▶ _Task to complete_: Turn the lines between the one holding "Detection task: search for any block" and the one holding "0, 210, 73, 300", inclusive, into a numbered list, leaving out any blank lines.

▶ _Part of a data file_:
<<<<

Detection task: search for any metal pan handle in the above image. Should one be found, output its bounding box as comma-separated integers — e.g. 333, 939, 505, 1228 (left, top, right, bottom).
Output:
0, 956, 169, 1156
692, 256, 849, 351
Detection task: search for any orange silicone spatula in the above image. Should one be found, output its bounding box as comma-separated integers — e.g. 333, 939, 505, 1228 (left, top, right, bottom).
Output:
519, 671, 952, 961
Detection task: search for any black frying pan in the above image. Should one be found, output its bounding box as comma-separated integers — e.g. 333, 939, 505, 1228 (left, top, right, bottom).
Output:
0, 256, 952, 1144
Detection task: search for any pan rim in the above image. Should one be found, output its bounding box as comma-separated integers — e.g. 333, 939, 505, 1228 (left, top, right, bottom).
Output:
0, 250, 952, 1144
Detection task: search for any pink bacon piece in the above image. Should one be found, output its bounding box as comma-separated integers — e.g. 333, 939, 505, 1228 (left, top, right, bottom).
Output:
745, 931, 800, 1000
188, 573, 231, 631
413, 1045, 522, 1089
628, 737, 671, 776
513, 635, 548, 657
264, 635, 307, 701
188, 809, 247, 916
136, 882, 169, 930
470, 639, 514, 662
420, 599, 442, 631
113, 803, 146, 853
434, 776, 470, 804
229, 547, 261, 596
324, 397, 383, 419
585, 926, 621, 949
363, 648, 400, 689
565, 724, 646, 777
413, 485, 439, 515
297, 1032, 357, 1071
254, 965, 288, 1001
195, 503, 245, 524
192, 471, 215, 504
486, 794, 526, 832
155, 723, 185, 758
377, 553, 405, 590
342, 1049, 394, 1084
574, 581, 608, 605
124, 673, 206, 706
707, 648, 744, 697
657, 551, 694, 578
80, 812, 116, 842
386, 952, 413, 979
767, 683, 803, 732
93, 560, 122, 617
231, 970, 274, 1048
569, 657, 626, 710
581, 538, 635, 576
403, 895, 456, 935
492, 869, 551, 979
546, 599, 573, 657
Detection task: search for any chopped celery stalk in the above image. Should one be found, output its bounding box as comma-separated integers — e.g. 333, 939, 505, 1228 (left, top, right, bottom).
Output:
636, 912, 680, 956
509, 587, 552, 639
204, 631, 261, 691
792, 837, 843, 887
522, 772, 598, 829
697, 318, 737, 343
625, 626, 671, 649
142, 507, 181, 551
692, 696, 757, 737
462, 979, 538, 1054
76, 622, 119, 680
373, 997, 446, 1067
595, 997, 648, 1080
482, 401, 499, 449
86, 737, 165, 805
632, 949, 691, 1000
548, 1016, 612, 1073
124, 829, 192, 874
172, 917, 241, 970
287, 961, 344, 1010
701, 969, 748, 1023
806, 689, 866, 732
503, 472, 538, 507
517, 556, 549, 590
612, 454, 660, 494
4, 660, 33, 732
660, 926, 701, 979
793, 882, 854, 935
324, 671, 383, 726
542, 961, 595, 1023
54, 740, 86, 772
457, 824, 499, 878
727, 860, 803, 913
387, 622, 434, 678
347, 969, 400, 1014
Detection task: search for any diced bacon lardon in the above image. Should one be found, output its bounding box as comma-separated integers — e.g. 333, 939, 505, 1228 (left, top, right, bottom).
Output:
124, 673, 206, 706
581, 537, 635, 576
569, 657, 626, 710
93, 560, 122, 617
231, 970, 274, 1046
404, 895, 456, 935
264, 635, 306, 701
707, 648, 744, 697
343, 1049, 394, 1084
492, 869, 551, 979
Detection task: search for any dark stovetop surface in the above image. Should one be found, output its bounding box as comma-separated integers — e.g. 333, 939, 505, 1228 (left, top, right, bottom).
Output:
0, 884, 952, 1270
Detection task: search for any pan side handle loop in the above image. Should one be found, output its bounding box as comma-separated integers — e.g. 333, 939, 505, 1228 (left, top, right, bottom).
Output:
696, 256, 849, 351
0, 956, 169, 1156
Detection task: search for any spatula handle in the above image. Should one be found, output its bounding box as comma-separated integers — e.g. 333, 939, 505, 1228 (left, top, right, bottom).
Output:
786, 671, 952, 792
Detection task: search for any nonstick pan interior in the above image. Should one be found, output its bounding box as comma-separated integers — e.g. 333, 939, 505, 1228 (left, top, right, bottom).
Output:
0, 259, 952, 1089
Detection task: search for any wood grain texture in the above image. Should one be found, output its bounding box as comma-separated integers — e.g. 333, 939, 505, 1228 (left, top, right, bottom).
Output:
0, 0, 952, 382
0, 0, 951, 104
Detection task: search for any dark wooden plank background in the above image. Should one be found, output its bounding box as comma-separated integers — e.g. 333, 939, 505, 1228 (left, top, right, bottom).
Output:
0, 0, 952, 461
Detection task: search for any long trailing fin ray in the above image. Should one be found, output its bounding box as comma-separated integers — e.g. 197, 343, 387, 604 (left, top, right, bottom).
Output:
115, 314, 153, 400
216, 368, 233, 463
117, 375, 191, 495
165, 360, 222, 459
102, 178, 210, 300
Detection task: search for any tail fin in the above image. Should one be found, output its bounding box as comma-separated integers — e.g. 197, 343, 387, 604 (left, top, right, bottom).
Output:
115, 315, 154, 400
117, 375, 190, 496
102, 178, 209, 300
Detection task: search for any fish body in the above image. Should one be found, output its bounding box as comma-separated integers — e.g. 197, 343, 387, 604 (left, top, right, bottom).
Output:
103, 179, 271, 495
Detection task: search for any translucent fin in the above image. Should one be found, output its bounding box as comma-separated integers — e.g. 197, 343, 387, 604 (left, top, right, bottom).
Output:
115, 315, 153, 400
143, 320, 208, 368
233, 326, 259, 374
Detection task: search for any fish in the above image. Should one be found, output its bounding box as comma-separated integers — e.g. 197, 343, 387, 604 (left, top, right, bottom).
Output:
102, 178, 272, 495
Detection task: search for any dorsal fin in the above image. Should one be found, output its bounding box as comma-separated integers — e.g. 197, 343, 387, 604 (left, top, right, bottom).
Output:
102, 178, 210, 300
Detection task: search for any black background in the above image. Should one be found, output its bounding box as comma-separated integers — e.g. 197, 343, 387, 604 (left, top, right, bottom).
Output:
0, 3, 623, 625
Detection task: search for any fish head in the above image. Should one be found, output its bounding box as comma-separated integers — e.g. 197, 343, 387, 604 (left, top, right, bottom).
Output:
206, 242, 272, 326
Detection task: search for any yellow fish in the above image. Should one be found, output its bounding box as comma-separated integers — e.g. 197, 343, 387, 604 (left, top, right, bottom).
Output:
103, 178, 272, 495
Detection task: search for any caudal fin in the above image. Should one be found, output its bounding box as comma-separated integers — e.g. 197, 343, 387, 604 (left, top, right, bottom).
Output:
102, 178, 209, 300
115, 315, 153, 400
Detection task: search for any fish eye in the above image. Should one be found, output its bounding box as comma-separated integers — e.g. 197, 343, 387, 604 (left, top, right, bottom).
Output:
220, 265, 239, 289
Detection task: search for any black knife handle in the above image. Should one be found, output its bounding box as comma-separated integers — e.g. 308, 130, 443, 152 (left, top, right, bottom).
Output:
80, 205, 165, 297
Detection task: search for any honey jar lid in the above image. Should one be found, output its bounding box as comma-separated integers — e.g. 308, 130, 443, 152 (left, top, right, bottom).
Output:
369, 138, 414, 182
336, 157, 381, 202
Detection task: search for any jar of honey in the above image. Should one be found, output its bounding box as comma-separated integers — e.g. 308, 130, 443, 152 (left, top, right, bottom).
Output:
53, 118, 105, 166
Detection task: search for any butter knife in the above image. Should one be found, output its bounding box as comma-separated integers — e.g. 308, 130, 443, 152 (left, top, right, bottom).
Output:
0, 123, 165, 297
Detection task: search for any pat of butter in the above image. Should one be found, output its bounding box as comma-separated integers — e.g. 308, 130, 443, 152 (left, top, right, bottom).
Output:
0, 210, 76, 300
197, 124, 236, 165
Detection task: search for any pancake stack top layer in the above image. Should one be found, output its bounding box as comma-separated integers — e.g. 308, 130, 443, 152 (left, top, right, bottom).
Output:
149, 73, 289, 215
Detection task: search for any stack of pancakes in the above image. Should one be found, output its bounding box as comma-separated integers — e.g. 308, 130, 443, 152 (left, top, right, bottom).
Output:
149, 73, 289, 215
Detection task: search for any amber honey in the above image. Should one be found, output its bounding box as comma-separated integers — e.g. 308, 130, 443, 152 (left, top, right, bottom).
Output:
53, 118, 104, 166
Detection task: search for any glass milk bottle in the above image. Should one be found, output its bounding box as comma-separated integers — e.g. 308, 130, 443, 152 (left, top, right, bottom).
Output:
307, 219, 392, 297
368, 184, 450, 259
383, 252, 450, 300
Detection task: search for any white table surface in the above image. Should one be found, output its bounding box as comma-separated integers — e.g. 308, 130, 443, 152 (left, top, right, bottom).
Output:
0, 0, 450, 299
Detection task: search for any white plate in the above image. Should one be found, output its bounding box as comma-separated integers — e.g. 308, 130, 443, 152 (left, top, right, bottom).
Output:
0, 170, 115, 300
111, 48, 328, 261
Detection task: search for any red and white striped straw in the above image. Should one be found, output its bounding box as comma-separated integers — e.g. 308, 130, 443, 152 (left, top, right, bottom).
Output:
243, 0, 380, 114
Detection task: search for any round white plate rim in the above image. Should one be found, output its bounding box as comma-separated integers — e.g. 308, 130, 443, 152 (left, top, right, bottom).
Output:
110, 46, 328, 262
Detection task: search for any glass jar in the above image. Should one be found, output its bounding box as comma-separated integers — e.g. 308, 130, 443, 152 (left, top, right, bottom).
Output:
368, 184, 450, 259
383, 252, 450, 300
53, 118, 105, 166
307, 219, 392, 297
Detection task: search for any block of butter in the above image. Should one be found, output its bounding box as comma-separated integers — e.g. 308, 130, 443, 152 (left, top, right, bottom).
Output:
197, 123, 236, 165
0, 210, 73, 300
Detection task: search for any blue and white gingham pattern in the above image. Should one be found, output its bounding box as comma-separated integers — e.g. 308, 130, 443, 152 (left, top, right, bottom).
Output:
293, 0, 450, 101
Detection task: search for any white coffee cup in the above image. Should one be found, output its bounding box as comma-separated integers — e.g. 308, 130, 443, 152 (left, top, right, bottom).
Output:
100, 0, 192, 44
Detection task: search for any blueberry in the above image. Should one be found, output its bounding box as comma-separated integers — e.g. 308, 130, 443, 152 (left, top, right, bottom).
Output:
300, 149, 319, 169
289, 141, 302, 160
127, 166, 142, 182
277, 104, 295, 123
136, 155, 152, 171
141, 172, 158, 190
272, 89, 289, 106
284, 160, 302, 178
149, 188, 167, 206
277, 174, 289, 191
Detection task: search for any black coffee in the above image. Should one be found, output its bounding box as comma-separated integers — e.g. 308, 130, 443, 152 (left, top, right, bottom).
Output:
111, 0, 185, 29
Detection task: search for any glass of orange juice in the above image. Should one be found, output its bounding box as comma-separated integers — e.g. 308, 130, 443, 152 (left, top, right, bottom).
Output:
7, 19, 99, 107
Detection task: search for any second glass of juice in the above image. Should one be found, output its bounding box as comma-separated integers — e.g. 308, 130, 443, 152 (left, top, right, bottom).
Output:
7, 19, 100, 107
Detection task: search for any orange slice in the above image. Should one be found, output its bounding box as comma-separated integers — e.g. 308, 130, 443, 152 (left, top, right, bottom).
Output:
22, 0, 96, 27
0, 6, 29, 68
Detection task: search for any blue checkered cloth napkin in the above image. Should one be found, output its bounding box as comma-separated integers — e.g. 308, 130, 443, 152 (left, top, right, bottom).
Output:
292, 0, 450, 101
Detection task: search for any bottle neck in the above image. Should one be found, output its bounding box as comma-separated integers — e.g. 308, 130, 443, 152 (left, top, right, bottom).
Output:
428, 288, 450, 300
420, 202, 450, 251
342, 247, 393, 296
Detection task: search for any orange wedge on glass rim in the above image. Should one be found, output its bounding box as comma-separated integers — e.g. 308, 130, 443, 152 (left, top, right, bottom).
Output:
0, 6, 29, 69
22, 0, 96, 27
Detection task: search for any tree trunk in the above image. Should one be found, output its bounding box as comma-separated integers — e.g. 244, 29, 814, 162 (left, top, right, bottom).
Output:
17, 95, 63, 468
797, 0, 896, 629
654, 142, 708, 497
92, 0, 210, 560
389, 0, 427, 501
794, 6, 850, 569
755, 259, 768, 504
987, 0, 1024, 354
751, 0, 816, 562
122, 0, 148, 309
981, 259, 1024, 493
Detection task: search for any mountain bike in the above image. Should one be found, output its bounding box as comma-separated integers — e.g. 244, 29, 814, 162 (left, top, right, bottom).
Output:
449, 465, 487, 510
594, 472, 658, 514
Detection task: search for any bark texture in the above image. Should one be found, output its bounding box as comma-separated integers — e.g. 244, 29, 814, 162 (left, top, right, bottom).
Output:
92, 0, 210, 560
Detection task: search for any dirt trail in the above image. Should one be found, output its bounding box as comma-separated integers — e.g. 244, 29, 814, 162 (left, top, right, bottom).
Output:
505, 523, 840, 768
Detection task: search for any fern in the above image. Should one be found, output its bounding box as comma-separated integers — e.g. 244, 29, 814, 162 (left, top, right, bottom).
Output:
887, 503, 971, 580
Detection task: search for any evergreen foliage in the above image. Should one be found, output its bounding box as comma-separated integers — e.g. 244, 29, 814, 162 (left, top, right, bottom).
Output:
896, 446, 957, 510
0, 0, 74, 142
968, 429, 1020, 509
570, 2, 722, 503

>>>>

▶ _Expected answer_:
1. Detection task: search for any block of butter in the above image. Should one be found, output its bounding box as comma-separated integers — e.g. 308, 130, 443, 152 (left, top, right, bottom).
2. Output:
3. 197, 123, 236, 165
4. 0, 210, 73, 300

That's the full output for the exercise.